╭─ Dataset records

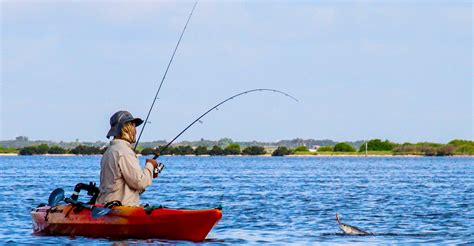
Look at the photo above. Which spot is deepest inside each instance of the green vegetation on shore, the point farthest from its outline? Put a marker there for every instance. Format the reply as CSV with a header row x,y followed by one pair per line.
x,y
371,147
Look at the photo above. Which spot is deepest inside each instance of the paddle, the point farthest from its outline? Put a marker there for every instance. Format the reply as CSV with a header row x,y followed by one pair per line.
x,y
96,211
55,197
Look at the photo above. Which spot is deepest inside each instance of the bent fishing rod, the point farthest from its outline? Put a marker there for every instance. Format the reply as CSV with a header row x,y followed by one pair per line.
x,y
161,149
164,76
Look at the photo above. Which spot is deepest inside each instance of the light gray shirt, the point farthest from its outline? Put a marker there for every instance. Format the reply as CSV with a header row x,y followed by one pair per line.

╰─
╭─ Dataset records

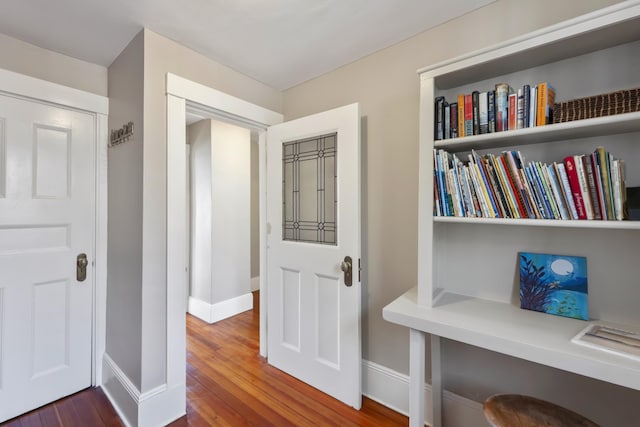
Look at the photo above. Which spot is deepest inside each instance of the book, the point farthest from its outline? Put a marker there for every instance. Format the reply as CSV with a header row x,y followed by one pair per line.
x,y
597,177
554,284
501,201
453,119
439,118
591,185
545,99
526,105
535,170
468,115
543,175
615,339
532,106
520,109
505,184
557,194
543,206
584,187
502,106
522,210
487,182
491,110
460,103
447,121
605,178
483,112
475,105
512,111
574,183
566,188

╰─

▶ _Work task_:
Above are the records; from them, give again exactly the lines from the one containing "the paddle, the" to the one containing "of the light", both lines included, and nothing more.

▶ _Output for this exercise_:
Look at the photo above. Which spot is deepest inside each instance of the paddle, the point farthest from its outline? Put a marker there for every instance. Format the reply as CSV with a header row x,y followed by one pair per line.
x,y
96,211
55,197
Look at the photo above. Which spot is deepest inside each instance of the bent fishing rod, the point farthest from its outline? Put a marker there for every instance. Format the reply as CSV with a header row x,y followed by one pair per line.
x,y
161,149
164,76
Look at the photo above. Which spot is deepest inside each instance of the light gray shirt, the point farthest from its outline? Put a marker there for every instance. Format the reply as CSV with a header row x,y followed by one pair per line.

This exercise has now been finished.